§ **Exercises to complete**:
A) On the plenary speakers page, where will the general sessions be held?
B) From the plenary speakers page, reproduce the passage that opens with the words "Hua Wang, Georgia" and ends after "and Toby Sanders.".

§ **Excerpt**:

Plenary Speakers
There will be three general sessions, including four speakers:
Sam Kaplan, UNC Asheville, 2012 Section Teaching Award Recipient
 
Math Ambassador
As professional math educators we are math ambassadors whether or not we choose this mantle. Interaction with students, faculty, administrators, neighbors, family and even store clerks becomes an opportunity to talk about. We will cover some of the pros and cons of this type of behavior, how to choose your battles and what people mean when they say they don't like math. We will also distinguish between in-reach, outreach and peer reach.
Hua Wang, Georgia Southern University, 2012 Section Teaching Award for Beginning
Faculty Recipient
 
Colonel Blotto's Winning Ways
 
Colonel Blotto's game, originally a game theory topic, seeks strategies in a two-player game to allocate soldiers across battlefields. Through a modified version of the game, basic Enumerative Combinatorics is connected to a resource allocation problem. This talk contains joint work with Georgia Southern students Alex Collins, Charles Dedrickson, and Toby Sanders.
Hugh Howards, Wake Forest University, 2012-2013 Section Lecturer
 
Forming the Borromean Rings from Random Curves
 
The Borromean Rings in their most common representation appear to be made out of round circles, but a result of Mike Freedman and Richard Skora shows that this is impossible. Although they cannot be built out of round circles, the link can be built out of planar convex curves. For example, one can form them from two circles and an ellipse.
We address numerous results and open questions about the Borromean rings including a surprising conjecture that circles are, in fact, the only unknotted curves that cannot be used to form them. We give a partial answer to the validity of that conjecture and then point out that whether the answer is yes or no may well depend on how you interpret its phrasing.
No background in knot theory or topology is necessary and the talk is designed to be accessible to undergraduates with a general interest in mathematics.
Rick Gillman, Valparaiso University and MAA Chair of the Committee on Sections
 
Why do Left-handed People Survive?
 
This talk explores the question of why people are predominately right-handed, a trait shared by no other species. It answers the title question by considering the cultural, biological, and genetic explanations for our left-handedness. In particular, an evolutionary game theoretic model is offered to explain why it may be advantageous (from and evolutionary perspective) to have a fraction of the population be left-handed.
General sessions will be held in the DiGiorgio Campus Center.

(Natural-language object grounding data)
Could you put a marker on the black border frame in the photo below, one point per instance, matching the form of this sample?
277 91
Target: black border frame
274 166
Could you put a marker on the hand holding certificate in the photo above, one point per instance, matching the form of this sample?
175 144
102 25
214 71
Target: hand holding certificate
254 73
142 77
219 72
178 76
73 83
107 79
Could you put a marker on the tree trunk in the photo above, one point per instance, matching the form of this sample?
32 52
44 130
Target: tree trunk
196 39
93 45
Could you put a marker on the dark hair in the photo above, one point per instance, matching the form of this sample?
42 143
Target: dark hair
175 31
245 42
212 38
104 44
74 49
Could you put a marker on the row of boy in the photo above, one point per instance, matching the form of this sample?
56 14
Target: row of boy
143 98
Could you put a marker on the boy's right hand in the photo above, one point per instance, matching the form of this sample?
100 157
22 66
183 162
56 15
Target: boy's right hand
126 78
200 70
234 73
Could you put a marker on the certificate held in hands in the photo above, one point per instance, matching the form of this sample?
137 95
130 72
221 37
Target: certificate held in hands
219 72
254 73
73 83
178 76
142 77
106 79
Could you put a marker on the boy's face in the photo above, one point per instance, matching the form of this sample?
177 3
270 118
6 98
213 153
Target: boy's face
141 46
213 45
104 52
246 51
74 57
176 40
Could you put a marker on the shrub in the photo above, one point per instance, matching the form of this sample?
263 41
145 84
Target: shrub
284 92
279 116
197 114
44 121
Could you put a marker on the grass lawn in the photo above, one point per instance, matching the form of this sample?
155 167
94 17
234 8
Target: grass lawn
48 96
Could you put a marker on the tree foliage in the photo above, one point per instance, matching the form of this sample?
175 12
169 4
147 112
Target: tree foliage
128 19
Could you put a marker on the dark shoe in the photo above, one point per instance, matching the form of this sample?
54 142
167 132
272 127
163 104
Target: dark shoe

§ **Exercise answers**:
A) In the DiGiorgio Campus Center.

B)
Hua Wang, Georgia Southern University, 2012 Section Teaching Award for Beginning
Faculty Recipient
 
Colonel Blotto's Winning Ways
 
Colonel Blotto's game, originally a game theory topic, seeks strategies in a two-player game to allocate soldiers across battlefields. Through a modified version of the game, basic Enumerative Combinatorics is connected to a resource allocation problem. This talk contains joint work with Georgia Southern students Alex Collins, Charles Dedrickson, and Toby Sanders.